Supplied records:
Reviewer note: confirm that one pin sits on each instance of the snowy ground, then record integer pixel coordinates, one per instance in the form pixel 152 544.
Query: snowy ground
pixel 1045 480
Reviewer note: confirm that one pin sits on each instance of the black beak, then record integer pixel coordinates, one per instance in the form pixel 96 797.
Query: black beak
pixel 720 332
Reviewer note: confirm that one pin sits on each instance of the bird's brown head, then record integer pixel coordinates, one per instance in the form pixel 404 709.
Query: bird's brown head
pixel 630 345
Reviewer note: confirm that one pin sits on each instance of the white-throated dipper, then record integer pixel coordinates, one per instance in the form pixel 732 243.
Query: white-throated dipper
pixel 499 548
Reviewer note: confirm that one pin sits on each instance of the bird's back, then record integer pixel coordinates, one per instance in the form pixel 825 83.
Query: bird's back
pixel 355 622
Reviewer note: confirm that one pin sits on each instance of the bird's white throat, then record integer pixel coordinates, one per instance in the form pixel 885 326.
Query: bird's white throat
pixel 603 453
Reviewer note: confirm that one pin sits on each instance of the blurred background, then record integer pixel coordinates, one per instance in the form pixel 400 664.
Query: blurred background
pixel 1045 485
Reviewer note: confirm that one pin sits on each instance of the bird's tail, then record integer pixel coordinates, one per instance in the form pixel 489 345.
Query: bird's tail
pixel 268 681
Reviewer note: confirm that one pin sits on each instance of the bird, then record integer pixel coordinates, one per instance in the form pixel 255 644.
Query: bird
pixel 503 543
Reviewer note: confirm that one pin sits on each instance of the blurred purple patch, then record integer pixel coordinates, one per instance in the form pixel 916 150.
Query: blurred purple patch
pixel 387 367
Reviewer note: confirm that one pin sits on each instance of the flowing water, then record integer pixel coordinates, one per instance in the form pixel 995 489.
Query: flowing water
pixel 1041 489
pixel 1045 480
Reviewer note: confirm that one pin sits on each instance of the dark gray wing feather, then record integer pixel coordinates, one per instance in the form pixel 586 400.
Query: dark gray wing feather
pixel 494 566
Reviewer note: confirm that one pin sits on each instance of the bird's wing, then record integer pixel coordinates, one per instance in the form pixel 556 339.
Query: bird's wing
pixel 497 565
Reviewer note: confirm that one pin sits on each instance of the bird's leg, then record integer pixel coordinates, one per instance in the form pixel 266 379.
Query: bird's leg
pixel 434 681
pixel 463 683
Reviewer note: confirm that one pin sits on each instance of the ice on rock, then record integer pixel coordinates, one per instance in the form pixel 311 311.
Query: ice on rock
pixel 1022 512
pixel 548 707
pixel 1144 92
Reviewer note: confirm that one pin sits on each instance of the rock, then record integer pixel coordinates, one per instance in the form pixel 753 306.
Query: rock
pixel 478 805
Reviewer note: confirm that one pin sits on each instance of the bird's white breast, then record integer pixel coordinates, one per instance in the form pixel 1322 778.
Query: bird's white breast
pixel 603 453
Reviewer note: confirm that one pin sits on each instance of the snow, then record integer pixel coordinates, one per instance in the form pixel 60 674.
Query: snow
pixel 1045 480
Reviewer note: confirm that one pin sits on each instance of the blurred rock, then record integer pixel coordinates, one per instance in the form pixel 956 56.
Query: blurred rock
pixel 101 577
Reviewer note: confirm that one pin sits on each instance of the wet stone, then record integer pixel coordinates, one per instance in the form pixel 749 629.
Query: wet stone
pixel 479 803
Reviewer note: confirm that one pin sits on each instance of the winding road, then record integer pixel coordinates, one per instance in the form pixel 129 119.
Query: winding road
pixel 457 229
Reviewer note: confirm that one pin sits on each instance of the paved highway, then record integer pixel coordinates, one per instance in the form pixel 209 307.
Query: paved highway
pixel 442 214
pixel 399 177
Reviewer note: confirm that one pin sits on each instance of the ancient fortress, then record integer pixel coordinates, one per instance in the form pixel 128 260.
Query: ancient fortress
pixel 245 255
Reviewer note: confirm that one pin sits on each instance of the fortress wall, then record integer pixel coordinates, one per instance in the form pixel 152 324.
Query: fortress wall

Task requirements: Check the lines above and copy each one that includes "wall".

Solution to this problem:
Reviewer note: confirm that one pin sits on each instance of the fortress wall, then record integer pixel coordinates, one per instance in the form pixel 152 324.
Query: fortress wall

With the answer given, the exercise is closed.